- Quoted text -
»»
- Also known as: Maria マリア
- Born: Ayaka Itō (伊藤彩華, Itō Ayaka) January 29, 1987 (age 39)
- Origin: Tokyo, Japan
- Genres: Japanese Pop
- Occupations: Singer, actress
- Years active: 1998–present
- Label: Universal Music Japan
- Website: universal-music.co.jp/maria/

= Maria (Japanese singer) =

Ayaka Larrison, formerly known as Maria (マリア), born Ayaka Itō (伊藤彩華, Itō Ayaka) on January 29, 1987, is a Japanese pop singer signed under Universal Music Japan. She had been active in singing for several years before debuting as a solo artist in 2009. Maria plays electric guitar and writes her own lyrics.

==Career==
Ayaka began her career as a member of Nansho Kids, a sub-group of the famous stage group Minami Aoyama Shōjo Kageki Dan (南青山少女歌劇団, South Aoyama Female Opera Group). The first noticeable role in her career was her role as young Nala in the Japanese version of the musical The Lion King.
««
- Extracted data -
»»
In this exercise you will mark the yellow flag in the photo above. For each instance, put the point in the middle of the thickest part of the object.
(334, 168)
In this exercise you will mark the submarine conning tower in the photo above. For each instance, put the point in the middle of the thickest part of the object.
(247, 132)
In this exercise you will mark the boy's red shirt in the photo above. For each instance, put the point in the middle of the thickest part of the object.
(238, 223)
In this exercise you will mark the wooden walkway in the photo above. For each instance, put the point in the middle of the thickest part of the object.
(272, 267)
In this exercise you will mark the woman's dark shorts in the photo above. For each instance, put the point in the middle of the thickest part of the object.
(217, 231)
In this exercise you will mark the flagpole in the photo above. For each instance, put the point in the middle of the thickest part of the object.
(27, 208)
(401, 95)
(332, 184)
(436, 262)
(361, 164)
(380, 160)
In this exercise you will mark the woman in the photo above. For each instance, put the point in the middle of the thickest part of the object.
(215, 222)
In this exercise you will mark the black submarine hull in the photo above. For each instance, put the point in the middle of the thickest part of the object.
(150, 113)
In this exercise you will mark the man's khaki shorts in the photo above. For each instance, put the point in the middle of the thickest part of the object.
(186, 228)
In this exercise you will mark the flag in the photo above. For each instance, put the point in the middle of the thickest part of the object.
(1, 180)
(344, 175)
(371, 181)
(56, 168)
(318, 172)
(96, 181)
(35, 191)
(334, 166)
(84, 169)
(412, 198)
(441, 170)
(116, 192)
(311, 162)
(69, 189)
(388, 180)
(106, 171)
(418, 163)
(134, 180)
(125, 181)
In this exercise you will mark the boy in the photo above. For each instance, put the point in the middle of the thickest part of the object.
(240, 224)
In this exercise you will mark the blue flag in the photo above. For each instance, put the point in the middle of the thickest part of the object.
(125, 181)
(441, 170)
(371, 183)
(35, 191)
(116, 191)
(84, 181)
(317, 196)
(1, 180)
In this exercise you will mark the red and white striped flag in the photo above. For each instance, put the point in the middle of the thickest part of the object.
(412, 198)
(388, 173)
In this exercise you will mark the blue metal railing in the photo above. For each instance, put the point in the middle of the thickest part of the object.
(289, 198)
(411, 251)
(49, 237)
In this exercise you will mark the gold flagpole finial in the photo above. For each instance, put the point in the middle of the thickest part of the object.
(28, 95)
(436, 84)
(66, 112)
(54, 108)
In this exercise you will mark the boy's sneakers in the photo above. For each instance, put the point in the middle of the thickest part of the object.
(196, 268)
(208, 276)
««
- Required task 1 -
Return the full profile of the singer Maria word for word.
- Required task 2 -
Please return each line of the entries that contains the string "shorts". Case counts.

- Final answer 1 -
- Also known as: Maria マリア
- Born: Ayaka Itō (伊藤彩華, Itō Ayaka) January 29, 1987 (age 39)
- Origin: Tokyo, Japan
- Genres: Japanese Pop
- Occupations: Singer, actress
- Years active: 1998–present
- Label: Universal Music Japan
- Website: universal-music.co.jp/maria/

= Maria (Japanese singer) =

Ayaka Larrison, formerly known as Maria (マリア), born Ayaka Itō (伊藤彩華, Itō Ayaka) on January 29, 1987, is a Japanese pop singer signed under Universal Music Japan. She had been active in singing for several years before debuting as a solo artist in 2009. Maria plays electric guitar and writes her own lyrics.

==Career==
Ayaka began her career as a member of Nansho Kids, a sub-group of the famous stage group Minami Aoyama Shōjo Kageki Dan (南青山少女歌劇団, South Aoyama Female Opera Group). The first noticeable role in her career was her role as young Nala in the Japanese version of the musical The Lion King.

- Final answer 2 -
In this exercise you will mark the woman's dark shorts in the photo above. For each instance, put the point in the middle of the thickest part of the object.
In this exercise you will mark the man's khaki shorts in the photo above. For each instance, put the point in the middle of the thickest part of the object.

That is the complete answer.